** START OF Text section **

If the only way the bank will allow you to sell your house is by signing such a document and you decide not to sign, where does that leave you? Chances are if you have started down that road, mortgage must be unsustainable etc and there is not much other choice. 
 If you have managed to find a buyer, still most likely leaving you in NE, presumably the offer will be higher than any sale achieved by the bank at auction if you hand the bank back the keys with a voluntary surrender, thus leaving you with even more debt than if sold by you personally?
Damned if you do and damned if you don't. I know where I live, once word is out the house is being sold by the bank, silly money is offered and often accepted. 
I still also cannot understand why buy to let investors are getting write downs left, right and centre yet those with just the one family home are unable to seem to secure any writedown. 
Hopefully things will change once the insolvency process starts. We are holding tight for moment to get an offer, will ask bank to agree to sale, sign whatever they require in order for sale to go through and will try our level best to pay back what was agreed. However if that arrangement proves difficult or unworkable then we would have no choice but to go down insolvency path if needs be. 
If banks were being more realistic about shortfall then that would not happen, so the ordinary people can't be blamed if a so called "agreement" is completely one sided and you agreed to it or the sale wouldnt be allowed through.
Obviously we would have legal advice and maybe try negotiate on the shortfall but you don't want to hold things up so long that you lose your sale. And most of us know how long it can take certain banks just to agree to an interest only solution-3 months last time I filled a SFS.
 Seems to me it's the banks that are allowing this situation by not offering a fair solution on shortfall. 
Perhaps that will change within the next 12 months or so with PIA etc coming down the track. 
Anyone any experience of attempting to negotiate potential shortfall prior to a sale? Is it worth talking to them? My bank refused saying they would only go this once an offer is made.


----------



## Commercial (18 May 2013)

ellenb said:


> Anyone any experience of attempting to negotiate potential shortfall prior to a sale? Is it worth talking to them? My bank refused saying they would only go this once an offer is made.



I have tried in many cases to negotiate a settlement prior to the sale of the asset with most of the banks.
Only one bank has agreed prior to the sale and this was EBS.


----------



## Brendan Burgess (20 May 2013)

Let's just look at the options here for an unsustainable mortgage and evaluate them 

1) Sell the property in an orderly manner with the agreement of the bank but signing a letter acknowledging your responsibility for the shortfall. 
2) Refuse to sign the letter and hand back the keys to the bank.  Apply for a PIA. 

As this involves predicting bank behaviour, there is no correct answer.  Each alternative has pros and cons. 

The lenders are not agreeing in advance to write off the shortfall. 
The lenders are not agreeing to the sale without the borrower signing this letter.

** END OF Text section **
** START OF Material provided **

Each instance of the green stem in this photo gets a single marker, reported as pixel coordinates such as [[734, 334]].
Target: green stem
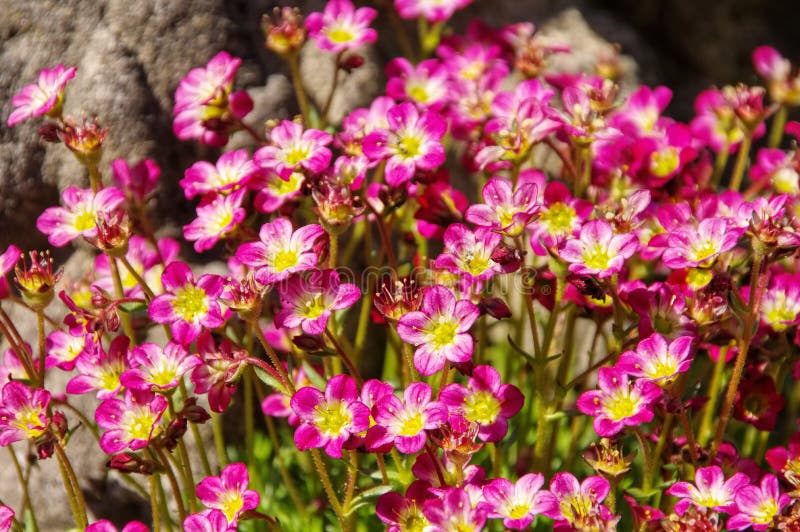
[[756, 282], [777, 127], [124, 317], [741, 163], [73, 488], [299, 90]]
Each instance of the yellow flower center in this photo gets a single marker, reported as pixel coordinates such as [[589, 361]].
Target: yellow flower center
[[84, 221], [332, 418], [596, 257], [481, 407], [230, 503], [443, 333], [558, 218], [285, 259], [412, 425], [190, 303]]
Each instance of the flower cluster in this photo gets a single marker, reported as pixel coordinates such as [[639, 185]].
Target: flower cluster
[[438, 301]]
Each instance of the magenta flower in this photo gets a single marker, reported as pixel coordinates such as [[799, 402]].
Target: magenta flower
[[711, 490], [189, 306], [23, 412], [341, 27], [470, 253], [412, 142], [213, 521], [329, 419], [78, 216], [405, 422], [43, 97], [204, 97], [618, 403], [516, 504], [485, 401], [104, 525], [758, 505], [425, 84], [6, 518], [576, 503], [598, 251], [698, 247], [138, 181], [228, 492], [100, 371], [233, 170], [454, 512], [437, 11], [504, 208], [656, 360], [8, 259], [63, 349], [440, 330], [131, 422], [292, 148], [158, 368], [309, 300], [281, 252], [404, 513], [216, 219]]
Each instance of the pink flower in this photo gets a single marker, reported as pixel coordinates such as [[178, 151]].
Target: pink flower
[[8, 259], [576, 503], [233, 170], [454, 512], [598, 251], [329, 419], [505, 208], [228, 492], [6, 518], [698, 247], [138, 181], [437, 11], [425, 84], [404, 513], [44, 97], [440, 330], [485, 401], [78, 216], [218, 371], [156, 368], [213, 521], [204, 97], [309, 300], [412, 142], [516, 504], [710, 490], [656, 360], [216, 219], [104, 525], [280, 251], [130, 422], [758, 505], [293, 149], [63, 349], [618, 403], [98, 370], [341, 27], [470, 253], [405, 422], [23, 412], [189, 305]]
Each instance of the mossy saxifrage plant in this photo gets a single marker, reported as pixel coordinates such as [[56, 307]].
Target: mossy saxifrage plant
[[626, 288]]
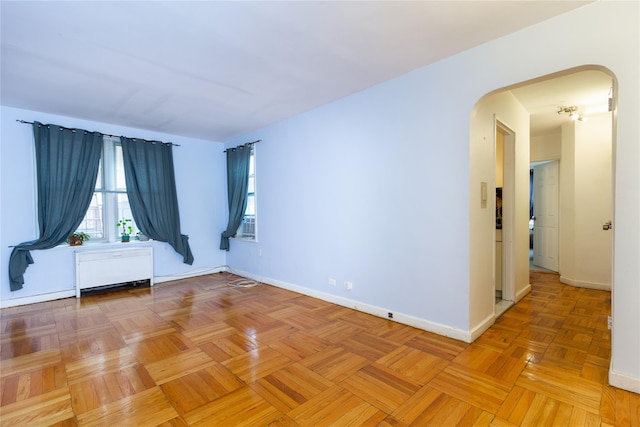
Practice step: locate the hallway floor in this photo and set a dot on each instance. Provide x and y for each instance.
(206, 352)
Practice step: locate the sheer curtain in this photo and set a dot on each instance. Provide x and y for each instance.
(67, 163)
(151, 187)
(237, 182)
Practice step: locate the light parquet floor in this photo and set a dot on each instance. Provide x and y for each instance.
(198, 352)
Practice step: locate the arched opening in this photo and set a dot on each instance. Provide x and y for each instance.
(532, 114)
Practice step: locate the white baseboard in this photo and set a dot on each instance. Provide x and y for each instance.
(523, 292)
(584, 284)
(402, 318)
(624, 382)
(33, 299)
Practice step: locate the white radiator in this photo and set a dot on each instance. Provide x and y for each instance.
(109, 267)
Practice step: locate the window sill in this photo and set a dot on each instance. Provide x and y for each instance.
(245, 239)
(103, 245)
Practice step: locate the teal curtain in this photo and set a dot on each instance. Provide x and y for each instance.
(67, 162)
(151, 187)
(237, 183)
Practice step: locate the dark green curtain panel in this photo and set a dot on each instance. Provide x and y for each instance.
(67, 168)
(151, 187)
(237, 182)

** END OF Material provided **

## [Given request A]
From the mortgage shortfall thread, extract the passage from "I have tried" up to and including "Apply for a PIA.".
## [Given request B]
In the mortgage shortfall thread, which bank is the only one said to have agreed to a settlement before the sale of the asset?
## [Given request C]
Carry on the mortgage shortfall thread from the point where it stops.

## [Exercise result A]
I have tried in many cases to negotiate a settlement prior to the sale of the asset with most of the banks.
Only one bank has agreed prior to the sale and this was EBS.


----------



## Brendan Burgess (20 May 2013)

Let's just look at the options here for an unsustainable mortgage and evaluate them 

1) Sell the property in an orderly manner with the agreement of the bank but signing a letter acknowledging your responsibility for the shortfall. 
2) Refuse to sign the letter and hand back the keys to the bank.  Apply for a PIA.

## [Exercise result B]
EBS

## [Exercise result C]
But after the house is sold, banks are doing deals, despite the letter. 

When the new Personal Insolvency legislation is in place, I believe it will be relatively easy to get a Debt Settlement Arrangement, despite having signed this letter.  I can't imagine that the lenders are going to spend time and resources reviewing and negotiating DSAs over unsecured debts.   

And if they do veto a DSA, you can go bankrupt, either here or in the UK. If you go bankrupt, you will be far better off not having any secured loans as it will make the Assignees job much easier and he won't have much lasting interest in you.

Will the banks veto a DSA because you signed a letter acknowledging your responsibility for the shortfall?  They might, but I don't think that they will. 


*Now, let's look at refusing to sign the letter and handing back the keys. *

As I understand it, you continue to have a secured debt until the bank sells the house which could take a year or more.  So you can't apply for a DSA as you have a secured debt. 

You can apply for a PIA, but the bank could well deem you to be non-cooperating as you  handed back the keys.

Or you can wait a year or more for the house to be sold and then apply for a DSA. Your deficit will be a lot higher so the bank is likely to be more interested in pursiuing you.


Of course, I might be wrong, but I think that the balance is strongly in  favour of signing the letter, selling the house and looking for a DSA or bankruptcy.


----------



## Brendan Burgess (20 May 2013)

> Also, On a purely ethical note, I think it would be very bad form to  sign a document taking responsibility for the negative equity portion of  your loan when you have no intention of doing anything of the sort.
> 
> Has our society become so screwed up that people are willing to lie at  will and tell mistruths on legal documents as long as its in their own  interests. If this is true and nobody can trust anyone else, then we're  all doomed.



With respect, I think it's far more ethical to sell a house in an orderly manner thus minimising the bank's loss than to just hand back the keys. 

I am not sure what "lies" one is telling on this surrender form?  As I understand it , one is acknowledging responsibility for the shortfall. You are responsible for it anyway, whether you sign the form or not. 

If the borrower is forced by the bank to sign an agreement, say to repay €2,000 a month for 20 years, to be allowed to sell the house, so be it. If the bank forces someone to agree to something completely unreasonable, I wouldn't condemn that person for being "unethical".


----------



## Importer (20 May 2013)

Hi Brendan

You keep on saying that banks are doing deals on the negative equity portion after the relevant house has been sold. This is not my experience at all.

Yes, I have heard cases where the banks themselves have introduced scenarios (some people might call them enticements)to do deals after the house has been sold but in practice, they will normally decline to discuss the "deal" (in advance) in any great detail . i am not aware of anyone who has actually received one of these deals. It seems that in many cases the banks want the security sold but Im not convinced at all that they will follow up with the kind of deals of the type that are widely reported here.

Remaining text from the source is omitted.